• **Task statement**
Write out precisely the lines beginning with the line that contains "Question. Identify the white cloud" and ending with the last line of the entries, and no other lines.

• **Source records**
(begin)

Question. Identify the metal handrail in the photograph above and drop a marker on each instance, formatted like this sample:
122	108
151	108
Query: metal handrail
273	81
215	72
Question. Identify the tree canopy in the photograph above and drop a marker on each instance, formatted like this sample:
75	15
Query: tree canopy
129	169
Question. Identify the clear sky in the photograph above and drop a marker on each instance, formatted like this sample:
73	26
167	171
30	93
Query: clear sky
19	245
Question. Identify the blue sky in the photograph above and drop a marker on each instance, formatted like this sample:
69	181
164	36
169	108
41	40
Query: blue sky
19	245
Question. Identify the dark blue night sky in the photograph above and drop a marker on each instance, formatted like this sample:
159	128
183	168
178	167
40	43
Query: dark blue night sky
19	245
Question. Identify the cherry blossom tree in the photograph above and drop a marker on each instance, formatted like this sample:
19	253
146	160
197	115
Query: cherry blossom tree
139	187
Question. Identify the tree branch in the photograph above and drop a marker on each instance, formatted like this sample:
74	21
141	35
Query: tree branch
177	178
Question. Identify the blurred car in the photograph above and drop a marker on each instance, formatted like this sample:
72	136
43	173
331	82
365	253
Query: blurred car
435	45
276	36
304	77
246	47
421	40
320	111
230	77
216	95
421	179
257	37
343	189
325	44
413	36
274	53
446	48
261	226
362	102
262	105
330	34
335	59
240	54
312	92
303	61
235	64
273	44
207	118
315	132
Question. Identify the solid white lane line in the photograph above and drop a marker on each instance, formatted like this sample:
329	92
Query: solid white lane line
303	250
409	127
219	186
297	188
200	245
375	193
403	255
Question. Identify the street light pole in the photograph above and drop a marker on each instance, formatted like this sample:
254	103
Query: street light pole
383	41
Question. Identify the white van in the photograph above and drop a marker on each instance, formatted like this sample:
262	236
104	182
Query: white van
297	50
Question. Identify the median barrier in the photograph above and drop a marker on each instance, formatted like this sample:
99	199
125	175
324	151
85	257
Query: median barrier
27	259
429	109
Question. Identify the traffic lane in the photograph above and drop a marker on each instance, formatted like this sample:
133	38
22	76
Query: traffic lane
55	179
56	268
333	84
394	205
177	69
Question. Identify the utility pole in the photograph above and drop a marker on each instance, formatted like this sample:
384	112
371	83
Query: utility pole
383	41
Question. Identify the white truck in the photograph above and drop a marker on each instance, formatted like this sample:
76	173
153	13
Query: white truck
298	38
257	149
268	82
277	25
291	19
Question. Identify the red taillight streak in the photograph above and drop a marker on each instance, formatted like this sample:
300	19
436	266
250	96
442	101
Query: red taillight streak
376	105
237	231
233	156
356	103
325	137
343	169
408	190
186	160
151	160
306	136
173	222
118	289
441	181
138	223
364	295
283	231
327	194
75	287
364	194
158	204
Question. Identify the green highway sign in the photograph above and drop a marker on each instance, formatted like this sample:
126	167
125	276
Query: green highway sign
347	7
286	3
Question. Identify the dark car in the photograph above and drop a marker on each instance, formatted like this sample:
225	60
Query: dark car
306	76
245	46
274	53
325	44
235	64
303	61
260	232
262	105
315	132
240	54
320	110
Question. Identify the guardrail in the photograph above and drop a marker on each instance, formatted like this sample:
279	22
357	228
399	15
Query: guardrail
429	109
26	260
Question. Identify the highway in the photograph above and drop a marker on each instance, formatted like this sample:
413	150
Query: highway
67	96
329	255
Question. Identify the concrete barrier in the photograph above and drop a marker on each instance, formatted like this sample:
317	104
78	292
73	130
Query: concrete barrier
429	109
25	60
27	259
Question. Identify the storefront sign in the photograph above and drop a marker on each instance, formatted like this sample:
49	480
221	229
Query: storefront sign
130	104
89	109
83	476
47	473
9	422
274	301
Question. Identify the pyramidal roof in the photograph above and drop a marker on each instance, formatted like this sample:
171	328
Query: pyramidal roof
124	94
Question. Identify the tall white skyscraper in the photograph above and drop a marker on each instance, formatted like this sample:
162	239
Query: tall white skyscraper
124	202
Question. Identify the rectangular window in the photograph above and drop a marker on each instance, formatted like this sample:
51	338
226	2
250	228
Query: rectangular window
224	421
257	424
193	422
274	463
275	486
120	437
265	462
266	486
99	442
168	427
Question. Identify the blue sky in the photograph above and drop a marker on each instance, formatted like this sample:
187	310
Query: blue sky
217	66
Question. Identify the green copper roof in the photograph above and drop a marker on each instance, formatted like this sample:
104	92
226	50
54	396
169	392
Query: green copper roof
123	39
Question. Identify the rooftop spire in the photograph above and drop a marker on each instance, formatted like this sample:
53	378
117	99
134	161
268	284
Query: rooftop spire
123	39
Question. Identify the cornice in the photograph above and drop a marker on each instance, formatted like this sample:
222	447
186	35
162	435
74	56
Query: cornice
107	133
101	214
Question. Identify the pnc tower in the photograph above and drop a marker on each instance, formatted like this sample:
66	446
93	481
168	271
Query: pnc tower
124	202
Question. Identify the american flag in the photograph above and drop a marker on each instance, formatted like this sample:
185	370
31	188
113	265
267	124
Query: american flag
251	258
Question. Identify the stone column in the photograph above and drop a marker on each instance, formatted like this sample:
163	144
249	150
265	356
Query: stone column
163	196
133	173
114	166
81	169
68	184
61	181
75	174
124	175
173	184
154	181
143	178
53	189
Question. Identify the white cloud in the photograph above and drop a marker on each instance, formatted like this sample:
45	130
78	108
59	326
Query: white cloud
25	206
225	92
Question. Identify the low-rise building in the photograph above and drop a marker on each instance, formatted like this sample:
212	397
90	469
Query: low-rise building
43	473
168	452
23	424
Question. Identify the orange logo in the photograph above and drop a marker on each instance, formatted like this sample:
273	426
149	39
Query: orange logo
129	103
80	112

(end)

• **Answer to this exercise**
Question. Identify the white cloud in the photograph above and drop a marker on each instance, formatted like this sample:
45	130
78	108
59	326
Query: white cloud
25	206
225	92
Question. Identify the low-rise building in the photograph above and drop a marker on each instance, formatted like this sample:
212	397
90	469
Query: low-rise building
43	473
168	452
23	424
Question. Identify the orange logo in the photograph above and drop a marker on each instance, formatted like this sample:
273	426
149	39
Query: orange logo
129	103
80	112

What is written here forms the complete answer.